**REQUEST**
Can you render the lines below as a Markdown table with the columns "Row" and "Line text", numbering each row and skipping blank lines? Leave any pictures out of the table.

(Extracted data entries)
— Start —

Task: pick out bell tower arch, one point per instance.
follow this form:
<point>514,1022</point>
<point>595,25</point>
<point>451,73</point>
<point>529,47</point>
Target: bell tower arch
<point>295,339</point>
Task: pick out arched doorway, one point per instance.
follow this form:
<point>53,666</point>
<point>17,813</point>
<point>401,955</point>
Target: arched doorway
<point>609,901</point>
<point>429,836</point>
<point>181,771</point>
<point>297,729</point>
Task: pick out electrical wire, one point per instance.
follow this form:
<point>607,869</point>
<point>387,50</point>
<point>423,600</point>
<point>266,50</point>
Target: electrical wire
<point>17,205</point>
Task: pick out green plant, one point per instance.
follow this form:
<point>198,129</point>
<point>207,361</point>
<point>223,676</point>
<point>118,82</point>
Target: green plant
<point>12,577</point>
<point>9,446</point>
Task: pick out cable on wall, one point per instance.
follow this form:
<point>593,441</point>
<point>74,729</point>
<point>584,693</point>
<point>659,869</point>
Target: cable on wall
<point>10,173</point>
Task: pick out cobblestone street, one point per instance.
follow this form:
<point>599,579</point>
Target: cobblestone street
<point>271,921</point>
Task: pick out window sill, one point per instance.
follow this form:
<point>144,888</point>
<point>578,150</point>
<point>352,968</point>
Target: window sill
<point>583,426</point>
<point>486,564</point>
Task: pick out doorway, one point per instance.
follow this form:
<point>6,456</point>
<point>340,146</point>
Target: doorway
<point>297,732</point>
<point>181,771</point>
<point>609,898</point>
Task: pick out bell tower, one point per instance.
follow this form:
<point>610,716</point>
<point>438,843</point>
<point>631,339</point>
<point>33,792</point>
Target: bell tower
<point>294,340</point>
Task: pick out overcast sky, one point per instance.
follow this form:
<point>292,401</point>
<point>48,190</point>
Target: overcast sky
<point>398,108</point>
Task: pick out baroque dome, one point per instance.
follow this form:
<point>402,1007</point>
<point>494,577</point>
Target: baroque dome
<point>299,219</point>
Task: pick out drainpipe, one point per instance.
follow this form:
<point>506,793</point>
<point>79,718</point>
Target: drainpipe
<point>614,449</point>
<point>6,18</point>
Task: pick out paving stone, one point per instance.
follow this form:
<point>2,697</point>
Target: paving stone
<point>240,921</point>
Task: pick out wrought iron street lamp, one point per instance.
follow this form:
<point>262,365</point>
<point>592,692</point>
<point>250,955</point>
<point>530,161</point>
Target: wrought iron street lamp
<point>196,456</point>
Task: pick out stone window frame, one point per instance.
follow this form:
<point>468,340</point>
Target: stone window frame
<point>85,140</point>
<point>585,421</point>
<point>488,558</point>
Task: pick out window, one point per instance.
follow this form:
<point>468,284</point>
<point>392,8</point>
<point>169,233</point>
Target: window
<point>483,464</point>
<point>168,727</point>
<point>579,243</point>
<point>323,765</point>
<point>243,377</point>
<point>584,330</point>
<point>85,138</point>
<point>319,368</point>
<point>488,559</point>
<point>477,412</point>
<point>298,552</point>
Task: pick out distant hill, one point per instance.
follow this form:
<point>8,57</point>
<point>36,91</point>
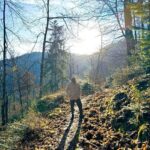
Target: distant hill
<point>112,57</point>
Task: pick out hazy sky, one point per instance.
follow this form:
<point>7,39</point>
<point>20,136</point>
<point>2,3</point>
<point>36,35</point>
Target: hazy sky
<point>86,39</point>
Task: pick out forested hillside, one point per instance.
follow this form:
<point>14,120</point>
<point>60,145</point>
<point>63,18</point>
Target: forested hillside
<point>75,75</point>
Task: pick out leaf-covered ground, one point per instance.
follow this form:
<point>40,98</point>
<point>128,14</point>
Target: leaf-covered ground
<point>115,119</point>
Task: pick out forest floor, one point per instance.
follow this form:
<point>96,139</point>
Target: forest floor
<point>114,119</point>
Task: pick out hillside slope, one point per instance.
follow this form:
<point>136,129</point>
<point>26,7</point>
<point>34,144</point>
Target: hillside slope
<point>117,118</point>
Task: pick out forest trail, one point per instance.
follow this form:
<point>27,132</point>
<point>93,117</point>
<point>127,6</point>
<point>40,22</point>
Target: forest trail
<point>70,137</point>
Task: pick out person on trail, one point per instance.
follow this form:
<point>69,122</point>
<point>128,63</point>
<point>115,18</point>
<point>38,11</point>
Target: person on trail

— End —

**RESPONSE TO THE EXERCISE**
| Row | Line text |
|---|---|
| 1 | Task: pick out bell tower arch, one point per instance. |
| 2 | follow this form: |
| 3 | <point>514,1022</point> |
| 4 | <point>595,25</point> |
| 5 | <point>451,73</point> |
| 6 | <point>529,47</point> |
| 7 | Target: bell tower arch |
| 8 | <point>295,339</point> |
| 9 | Task: pick out arched doorway, one point per instance. |
| 10 | follow this form: |
| 11 | <point>53,666</point> |
| 12 | <point>17,813</point> |
| 13 | <point>401,955</point> |
| 14 | Target: arched doorway |
| 15 | <point>609,901</point> |
| 16 | <point>429,836</point> |
| 17 | <point>181,771</point> |
| 18 | <point>297,729</point> |
| 19 | Task: pick out electrical wire, one point per instance. |
| 20 | follow this form: |
| 21 | <point>607,869</point> |
| 22 | <point>387,50</point> |
| 23 | <point>423,600</point> |
| 24 | <point>266,50</point> |
| 25 | Target: electrical wire |
| 26 | <point>17,205</point> |
| 27 | Task: pick out green plant, one point per instance. |
| 28 | follow this form: |
| 29 | <point>198,129</point> |
| 30 | <point>207,361</point> |
| 31 | <point>223,676</point> |
| 32 | <point>118,82</point> |
| 33 | Target: green plant |
| 34 | <point>12,577</point> |
| 35 | <point>9,446</point> |
| 36 | Task: pick out cable on wall, one point per instance. |
| 37 | follow this form: |
| 38 | <point>593,441</point> |
| 39 | <point>74,729</point> |
| 40 | <point>584,693</point> |
| 41 | <point>659,869</point> |
| 42 | Target: cable on wall |
| 43 | <point>10,173</point> |
| 44 | Task: pick out cobblestone street, one point per instance. |
| 45 | follow this form: |
| 46 | <point>599,579</point> |
| 47 | Target: cobblestone street |
| 48 | <point>271,921</point> |
| 49 | Task: pick out window sill, one point per instance. |
| 50 | follow this form: |
| 51 | <point>144,888</point> |
| 52 | <point>578,150</point> |
| 53 | <point>352,968</point> |
| 54 | Target: window sill |
| 55 | <point>583,426</point> |
| 56 | <point>486,564</point> |
| 57 | Task: pick out doorway, one point per instance. |
| 58 | follow this form: |
| 59 | <point>6,456</point> |
| 60 | <point>340,146</point> |
| 61 | Target: doorway |
| 62 | <point>297,732</point> |
| 63 | <point>181,771</point> |
| 64 | <point>609,898</point> |
| 65 | Task: pick out bell tower, one point per instance. |
| 66 | follow this form: |
| 67 | <point>610,716</point> |
| 68 | <point>438,843</point> |
| 69 | <point>631,339</point> |
| 70 | <point>33,792</point> |
| 71 | Target: bell tower |
| 72 | <point>294,340</point> |
| 73 | Task: pick out overcast sky, one point per instance. |
| 74 | follow this form: |
| 75 | <point>292,401</point> |
| 76 | <point>48,190</point> |
| 77 | Target: overcast sky |
| 78 | <point>398,108</point> |
| 79 | Task: pick out baroque dome, one point per instance. |
| 80 | follow this form: |
| 81 | <point>402,1007</point> |
| 82 | <point>494,577</point> |
| 83 | Target: baroque dome |
| 84 | <point>299,219</point> |
| 85 | Task: pick out drainpipe, one point per instance. |
| 86 | follow this form: |
| 87 | <point>506,793</point> |
| 88 | <point>79,718</point> |
| 89 | Target: drainpipe |
| 90 | <point>614,449</point> |
| 91 | <point>6,18</point> |
| 92 | Task: pick out paving stone, one point per instance. |
| 93 | follow this form: |
| 94 | <point>2,697</point> |
| 95 | Target: paving stone |
| 96 | <point>240,921</point> |
| 97 | Task: pick out wrought iron street lamp, one point per instance. |
| 98 | follow this form: |
| 99 | <point>262,365</point> |
| 100 | <point>592,692</point> |
| 101 | <point>250,955</point> |
| 102 | <point>530,161</point> |
| 103 | Target: wrought iron street lamp |
| 104 | <point>196,456</point> |
| 105 | Task: pick out stone window frame, one point per instance. |
| 106 | follow this form: |
| 107 | <point>468,340</point> |
| 108 | Target: stone window frame |
| 109 | <point>85,140</point> |
| 110 | <point>585,421</point> |
| 111 | <point>488,558</point> |
| 112 | Task: pick out window, one point per instance. |
| 113 | follow this form: |
| 114 | <point>468,284</point> |
| 115 | <point>392,8</point> |
| 116 | <point>169,233</point> |
| 117 | Target: window |
| 118 | <point>483,464</point> |
| 119 | <point>168,727</point> |
| 120 | <point>579,243</point> |
| 121 | <point>323,765</point> |
| 122 | <point>243,377</point> |
| 123 | <point>584,330</point> |
| 124 | <point>85,138</point> |
| 125 | <point>319,368</point> |
| 126 | <point>488,559</point> |
| 127 | <point>477,412</point> |
| 128 | <point>298,552</point> |
| 129 | Task: pick out distant hill, one point per instance. |
| 130 | follow this form: |
| 131 | <point>8,57</point> |
| 132 | <point>36,91</point> |
| 133 | Target: distant hill |
| 134 | <point>112,57</point> |
| 135 | Task: pick out hazy sky, one point per instance. |
| 136 | follow this form: |
| 137 | <point>7,39</point> |
| 138 | <point>20,136</point> |
| 139 | <point>2,3</point> |
| 140 | <point>36,35</point> |
| 141 | Target: hazy sky |
| 142 | <point>86,39</point> |
| 143 | Task: pick out forested hillside, one point per instance. |
| 144 | follow this form: |
| 145 | <point>14,120</point> |
| 146 | <point>60,145</point> |
| 147 | <point>63,18</point> |
| 148 | Target: forested hillside |
| 149 | <point>75,75</point> |
| 150 | Task: pick out leaf-covered ground, one point per instance. |
| 151 | follow this form: |
| 152 | <point>40,98</point> |
| 153 | <point>128,14</point> |
| 154 | Target: leaf-covered ground |
| 155 | <point>115,119</point> |
| 156 | Task: pick out forest floor, one point per instance. |
| 157 | follow this form: |
| 158 | <point>96,139</point> |
| 159 | Target: forest floor |
| 160 | <point>114,119</point> |
| 161 | Task: pick out hillside slope, one point per instance. |
| 162 | follow this form: |
| 163 | <point>136,129</point> |
| 164 | <point>26,7</point> |
| 165 | <point>34,144</point> |
| 166 | Target: hillside slope |
| 167 | <point>117,118</point> |
| 168 | Task: pick out forest trail, one point per instance. |
| 169 | follow this form: |
| 170 | <point>27,132</point> |
| 171 | <point>93,117</point> |
| 172 | <point>127,6</point> |
| 173 | <point>40,22</point> |
| 174 | Target: forest trail |
| 175 | <point>70,137</point> |
| 176 | Task: pick out person on trail, one point per instance. |
| 177 | follow this form: |
| 178 | <point>69,122</point> |
| 179 | <point>128,63</point> |
| 180 | <point>115,18</point> |
| 181 | <point>38,11</point> |
| 182 | Target: person on trail |